(Data drawn from a collection)

★ ★ ★ ★

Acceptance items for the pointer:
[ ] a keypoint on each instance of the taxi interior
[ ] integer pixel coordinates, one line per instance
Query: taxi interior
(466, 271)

★ ★ ★ ★

What is asked:
Write out every line of the rows above word for word, keeping each line as it stands.

Written solution:
Acceptance items for the pointer:
[ ] a keypoint on each instance of the taxi interior
[ ] integer pixel coordinates, one line per instance
Query: taxi interior
(466, 271)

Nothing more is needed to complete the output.